◆ ASSIGNMENT:
From the first line to the last, output the records exactly and drop any images.

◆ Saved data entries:
####

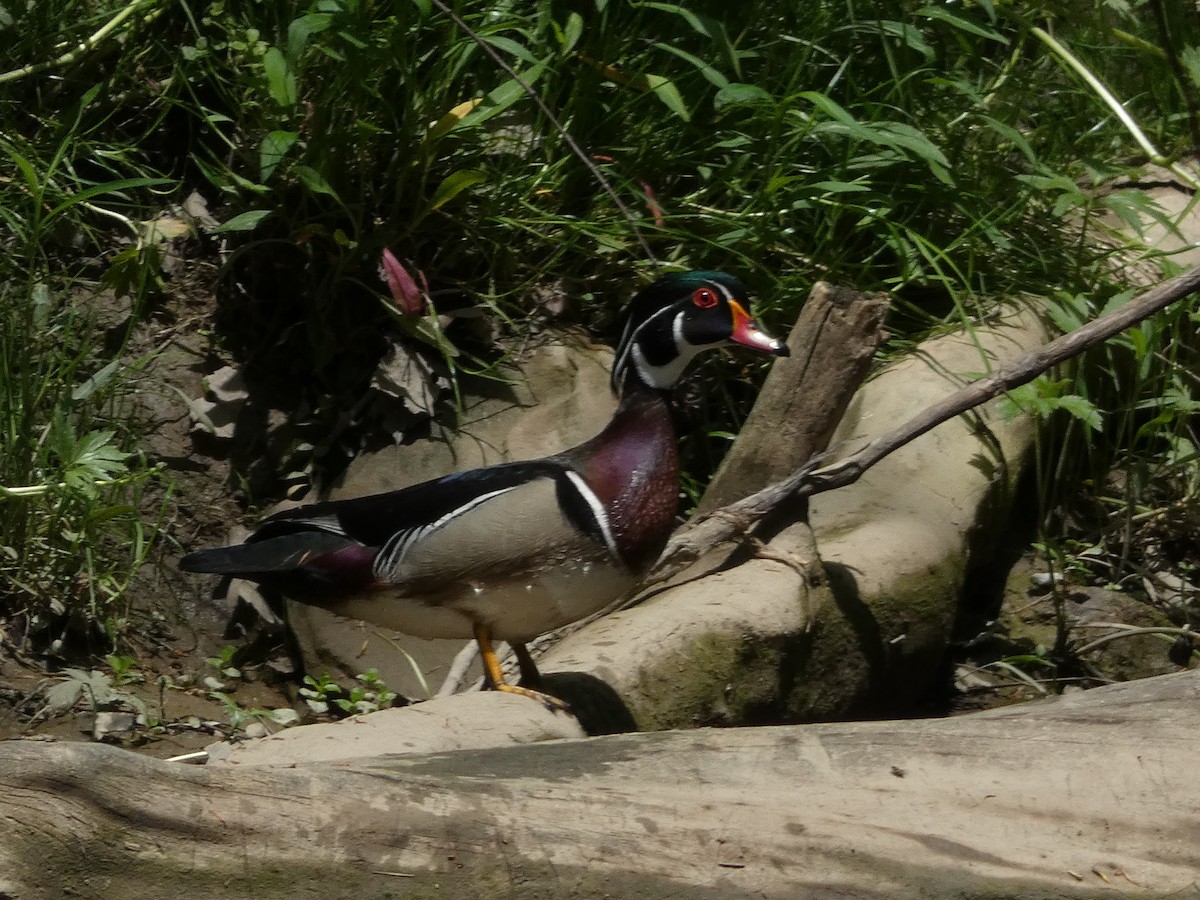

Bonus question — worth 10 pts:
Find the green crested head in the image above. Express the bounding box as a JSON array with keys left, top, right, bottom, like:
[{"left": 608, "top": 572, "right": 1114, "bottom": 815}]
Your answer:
[{"left": 610, "top": 270, "right": 788, "bottom": 395}]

####

◆ WRITTEN SOLUTION:
Bonus question — worth 10 pts:
Find the green crested head in the image above. Express the bounding box as a JSON array with keys left, top, right, bottom, like:
[{"left": 608, "top": 572, "right": 1114, "bottom": 815}]
Your answer:
[{"left": 610, "top": 270, "right": 788, "bottom": 395}]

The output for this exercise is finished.